[Object point labels]
[START]

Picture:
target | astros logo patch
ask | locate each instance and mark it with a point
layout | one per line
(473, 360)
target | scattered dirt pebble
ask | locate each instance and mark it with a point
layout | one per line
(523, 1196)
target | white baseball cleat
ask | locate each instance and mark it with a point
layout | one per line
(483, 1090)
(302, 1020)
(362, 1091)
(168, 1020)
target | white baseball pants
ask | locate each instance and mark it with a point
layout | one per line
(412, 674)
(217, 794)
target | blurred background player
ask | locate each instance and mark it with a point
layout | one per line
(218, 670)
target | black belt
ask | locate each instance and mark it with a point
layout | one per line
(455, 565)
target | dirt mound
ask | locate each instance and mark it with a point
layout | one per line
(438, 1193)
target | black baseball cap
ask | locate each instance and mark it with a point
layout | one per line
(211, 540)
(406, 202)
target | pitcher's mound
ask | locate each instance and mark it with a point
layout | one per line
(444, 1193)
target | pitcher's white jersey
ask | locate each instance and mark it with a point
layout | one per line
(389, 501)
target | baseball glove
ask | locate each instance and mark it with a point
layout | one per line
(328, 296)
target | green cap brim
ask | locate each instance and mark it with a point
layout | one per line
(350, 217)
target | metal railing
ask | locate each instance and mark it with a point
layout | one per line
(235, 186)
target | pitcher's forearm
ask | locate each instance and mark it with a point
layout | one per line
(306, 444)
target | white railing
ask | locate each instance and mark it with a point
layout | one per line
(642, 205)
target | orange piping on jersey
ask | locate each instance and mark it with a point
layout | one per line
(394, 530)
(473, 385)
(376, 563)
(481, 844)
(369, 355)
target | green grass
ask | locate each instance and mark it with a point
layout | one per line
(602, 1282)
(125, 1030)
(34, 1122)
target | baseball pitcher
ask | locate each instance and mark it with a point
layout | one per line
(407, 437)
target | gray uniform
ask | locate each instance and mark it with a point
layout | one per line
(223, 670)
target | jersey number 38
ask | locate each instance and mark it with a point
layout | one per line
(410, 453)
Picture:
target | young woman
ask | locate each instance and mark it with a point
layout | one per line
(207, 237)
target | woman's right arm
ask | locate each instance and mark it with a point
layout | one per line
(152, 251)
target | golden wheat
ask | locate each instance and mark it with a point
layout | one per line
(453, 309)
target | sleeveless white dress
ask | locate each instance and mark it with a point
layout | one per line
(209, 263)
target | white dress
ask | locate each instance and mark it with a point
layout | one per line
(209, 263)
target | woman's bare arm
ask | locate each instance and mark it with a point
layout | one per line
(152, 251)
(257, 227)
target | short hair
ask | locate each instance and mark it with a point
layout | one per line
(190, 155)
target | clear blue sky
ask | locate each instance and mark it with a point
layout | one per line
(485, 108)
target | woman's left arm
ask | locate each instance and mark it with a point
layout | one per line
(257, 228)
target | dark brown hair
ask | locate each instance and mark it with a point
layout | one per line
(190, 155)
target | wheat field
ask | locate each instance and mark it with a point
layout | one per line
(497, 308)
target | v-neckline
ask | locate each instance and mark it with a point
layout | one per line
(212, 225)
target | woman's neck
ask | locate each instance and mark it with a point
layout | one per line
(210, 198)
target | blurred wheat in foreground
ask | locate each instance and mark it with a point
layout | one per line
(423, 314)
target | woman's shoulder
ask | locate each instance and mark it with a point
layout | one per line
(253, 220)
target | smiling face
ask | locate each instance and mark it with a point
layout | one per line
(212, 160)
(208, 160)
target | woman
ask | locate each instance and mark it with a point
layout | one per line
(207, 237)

[END]

Work to do ::
Reproduce these rows verbatim.

Result for this task ::
Picture:
target | astros logo patch
ask | locate each instance and mark it with a point
layout | one per line
(473, 360)
target | scattered dirt pebble
ask | locate each instance and mark it with a point
layout | one per line
(523, 1196)
target | white baseball cleat
ask | locate each instance and mark it with a point
layout | one per line
(483, 1090)
(302, 1020)
(362, 1091)
(168, 1020)
target | white baseball pants
ask | locate each instance and mark it with a point
layout | one per line
(412, 674)
(217, 794)
target | blurred background player
ask | locate each instance and mark it with a point
layout | one per line
(218, 670)
target | black belt
ask | locate each instance and mark it with a point
layout | one per line
(455, 565)
target | dirt mound
ask | locate each instance and mark it with a point
layout | one per line
(438, 1193)
target | black baseball cap
ask | locate each instance and mark it with a point
layout | one per line
(211, 540)
(406, 202)
target | pitcher's mound
ask | locate each instance and mark it with a point
layout | one per line
(444, 1193)
target | pitcher's white jersey
ask | locate each instance and mark it with a point
layout | one per line
(389, 501)
target | baseball glove
ask | locate each instance and mark it with a point
layout | one per line
(328, 296)
target | green cap brim
ask | locate each instance and mark it with a point
layout | one per line
(350, 217)
target | metal railing
ask | locate each instance and mark it with a point
layout | one per line
(235, 186)
target | pitcher's forearm
ask | locate each instance and mark it with a point
layout | one per line
(306, 444)
target | white railing
ask | locate each instance and mark it with a point
layout | one per line
(642, 205)
target | orange piping on jersey
ask | locate each instance and mark it with a point
layout | one per line
(394, 530)
(473, 385)
(376, 563)
(481, 844)
(369, 355)
target | green grass
ask | locate each instance and mark it with a point
layout | one per line
(602, 1282)
(125, 1030)
(34, 1122)
target | baseball pitcher
ask | locate each instance and mark it with a point
layout | one per line
(407, 437)
target | gray uniform
ask | locate each instance and mark it with a point
layout | one per line
(223, 670)
target | jersey number 38
ask | locate each instance and mark it with a point
layout | one per line
(410, 453)
Picture:
target | young woman
ask | locate each instance and mark it with a point
layout | one per line
(207, 237)
target | woman's right arm
ask | locate each instance and mark it with a point
layout | one per line
(152, 251)
target | golden wheat
ask | locate each instance and mark it with a point
layout | one per line
(453, 309)
target | sleeveless white dress
ask | locate each instance and mark it with a point
layout | one per line
(209, 263)
target | white dress
ask | locate each instance and mark it with a point
layout | one per line
(209, 263)
target | woman's bare arm
ask | locate each instance and mark it with a point
layout | one per line
(152, 251)
(257, 227)
target | short hair
ask | locate each instance and mark it with a point
layout | one per line
(190, 155)
target | clear blue sky
ask | locate each instance and mark it with a point
layout | one per line
(485, 108)
target | woman's left arm
ask | locate each instance and mark it with a point
layout | one per line
(257, 228)
target | dark brown hair
ask | locate each instance and mark it with a point
layout | one per line
(190, 155)
target | wheat field
ask | locate each instance and mark it with a point
layout | one per line
(497, 308)
target | v-neckline
ask | locate each instance and mark it with a point
layout | one per line
(212, 225)
target | woman's neck
ask | locate each instance and mark it with a point
layout | one per line
(210, 198)
target | blurred wheat in foreground
ask | locate each instance and mark it with a point
layout | one per line
(423, 314)
target | woman's shoulder
ask | locate each instance and mark it with a point
layout | one per line
(253, 220)
target | smiling face
ask | locate each instance and mark it with a point
layout | one per line
(212, 160)
(208, 160)
target | woman
ask | locate each instance and mark it with a point
layout | one per line
(207, 237)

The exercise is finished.